#### 任务目标 1:
根据这篇 Python 文件操作教程，说明创建临时文件时为什么推荐使用 tempfile 模块，而不是手动创建。用一到三句话回答。

*** 文本节选 ***

任何对文件的读取和写入动作，都会自动改变文件的指针偏移位置。

with open("sample.py", 'r') as f:
  data = f.read()
  data = f.read()
  print(repr(data))

>>>
''

9.3. 文件或目录常用操作¶

9.3.1. 文件或目录创建删除¶

9.3.1.1. 创建删除文件¶

普通文件使用 open() 写模式即可创建。对应的删除方法为 os.remove()。

fname = "test.txt"
with open(fname, 'w'):
    pass

os.remove(fname) # 删除当前目录下 test.txt 文件
os.unlink(fname)

os.unlink() 行为与 os.remove() 一致，函数无返回，如果文件不存在，报错 FileNotFoundError。

9.3.1.2. 创建删除目录¶

在当前文件夹下创建单级目录使用 os.mkdir(dirname)，创建多级目录使用 os.makedirs(dirpath)。

print(os.mkdir("folder"))
print(os.makedirs("parent/folder"))

函数无返回，如果文件夹存在则抛出 FileExistsError 错误。

import os,shutil

os.rmdir("parent/folder")     # 一级目录删除
os.removedirs("parent/folder")# 递归删除

shutil.rmtree("parent")       # 强制删除 parent 文件夹
shutil.rmtree("parent/folder")# 强制删除 folder 文件夹

与创建函数类似，以上函数均无返回值，如果删除目录不存在，不会报错。

os.rmdir() 只删除最后一级目录 folder，并且 folder 必须为空，否则报错目录非空的 OSError。
os.removedirs() 与 os.rmdir() 类似，文件夹必须为空，首先删除 folder，然后再删除 parent。
shutil.rmtree() 无论目录是否非空，强制删除整个文件夹，应慎用。

9.3.1.3. 临时文件和目录¶

手动创建和删除临时文件。

filename = '/tmp/tmp_file_%s.txt' % os.getpid()
try:
    f = open(filename, 'w')
except:
    pass
else:
    print(f.name)
    f.close()
    os.remove(f.name)

>>>
/tmp/tmp_file_10973.txt

手动创建临时文件有几个缺点，首先需要获得一个唯一的临时文件名称，其次其他程序也可以访问该文件，这为信息安全留下隐患。

使用 tempfile 模块创建临时文件是最好的选择。其他程序无法找到或打开该文件，因为它并没有引用文件系统表，同时用这个函数创建的临时文件，关闭后会自动删除。

import tempfile

try:
    tempf = tempfile.TemporaryFile()
except:
    pass
else:
    print(tempf)
    print(tempf.name)

*** 数据摘录 ***

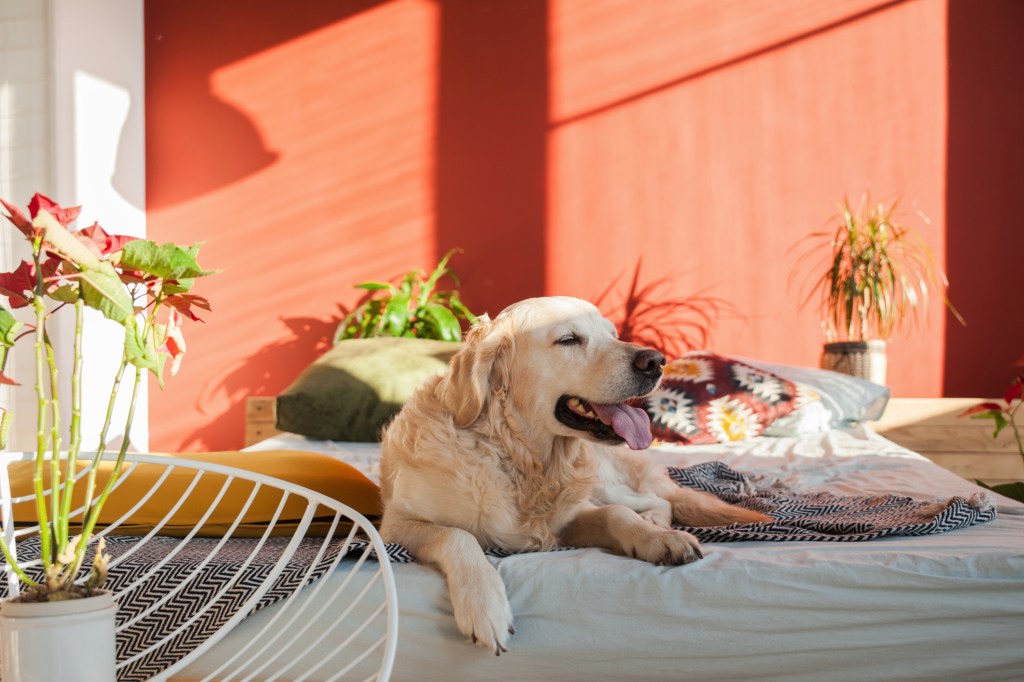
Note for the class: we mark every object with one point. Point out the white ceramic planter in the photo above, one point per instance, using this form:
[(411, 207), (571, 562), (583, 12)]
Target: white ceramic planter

***
*** 数据摘录 ***

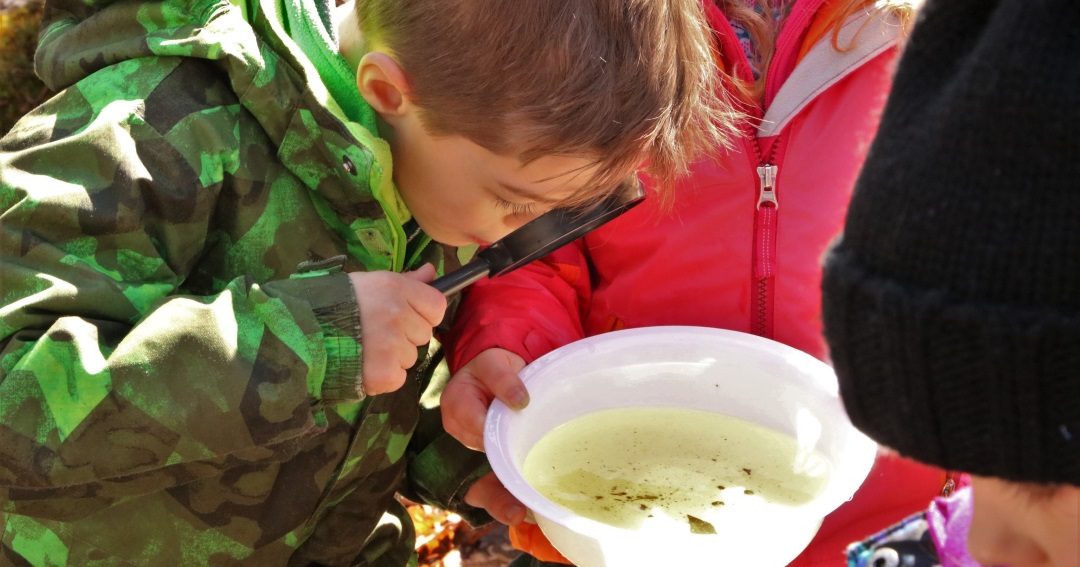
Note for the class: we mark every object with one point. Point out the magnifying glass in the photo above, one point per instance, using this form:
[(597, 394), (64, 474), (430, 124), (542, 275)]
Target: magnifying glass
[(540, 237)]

***

#### 任务目标 2:
在数据行中，从含有"out the white"的那一行到含有"Target: white ceramic planter"的那一行，把"planter"替换成"pot"后重新写出，其余内容不变。

#### 参考解答 1:
手动创建临时文件有两个缺点：需要自己获得唯一的文件名，而且其他程序也能访问该文件，会留下信息安全隐患。用 tempfile 模块创建的临时文件没有引用文件系统表，其他程序无法找到或打开它，并且文件关闭后会自动删除。

#### 参考解答 2:
Note for the class: we mark every object with one point. Point out the white ceramic pot in the photo above, one point per instance, using this form:
[(411, 207), (571, 562), (583, 12)]
Target: white ceramic pot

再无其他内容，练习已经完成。